_Given instruction_
Can you format the part of the listing below that opens with the line containing "Could you put a marker on each instance of the green" and closes with the line containing "point(145, 461)" as a numbered list, with both of those lines included and blank lines left out?

_Source data_

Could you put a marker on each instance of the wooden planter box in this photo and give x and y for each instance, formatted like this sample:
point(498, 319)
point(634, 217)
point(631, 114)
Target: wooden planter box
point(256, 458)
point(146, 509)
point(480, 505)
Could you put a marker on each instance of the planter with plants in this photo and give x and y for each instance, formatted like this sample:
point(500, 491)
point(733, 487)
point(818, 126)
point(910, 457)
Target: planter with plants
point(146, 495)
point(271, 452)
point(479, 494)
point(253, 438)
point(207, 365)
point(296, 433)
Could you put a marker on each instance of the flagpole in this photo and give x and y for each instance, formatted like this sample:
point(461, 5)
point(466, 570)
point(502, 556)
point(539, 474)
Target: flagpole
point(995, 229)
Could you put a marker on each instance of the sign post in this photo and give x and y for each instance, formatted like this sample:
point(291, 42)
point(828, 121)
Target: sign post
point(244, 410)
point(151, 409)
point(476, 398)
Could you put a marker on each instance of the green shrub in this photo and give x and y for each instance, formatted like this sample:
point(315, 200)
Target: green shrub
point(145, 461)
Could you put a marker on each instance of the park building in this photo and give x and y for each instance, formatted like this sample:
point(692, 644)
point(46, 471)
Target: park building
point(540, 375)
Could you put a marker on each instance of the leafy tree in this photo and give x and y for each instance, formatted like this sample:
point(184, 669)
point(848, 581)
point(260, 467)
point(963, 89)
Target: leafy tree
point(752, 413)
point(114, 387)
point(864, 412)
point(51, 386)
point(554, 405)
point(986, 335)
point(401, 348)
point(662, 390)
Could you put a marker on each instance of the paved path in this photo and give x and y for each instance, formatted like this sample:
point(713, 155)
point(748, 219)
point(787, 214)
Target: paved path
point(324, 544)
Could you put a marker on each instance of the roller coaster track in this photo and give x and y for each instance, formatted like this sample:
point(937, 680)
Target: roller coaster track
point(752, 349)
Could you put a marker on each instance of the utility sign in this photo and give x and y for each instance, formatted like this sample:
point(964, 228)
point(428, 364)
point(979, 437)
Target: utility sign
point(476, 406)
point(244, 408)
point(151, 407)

_Solution_
1. Could you put a marker on each instance of the green shrub in this photo and give x and y for each instance, formatted like this sample:
2. point(315, 200)
3. Target: green shrub
4. point(145, 461)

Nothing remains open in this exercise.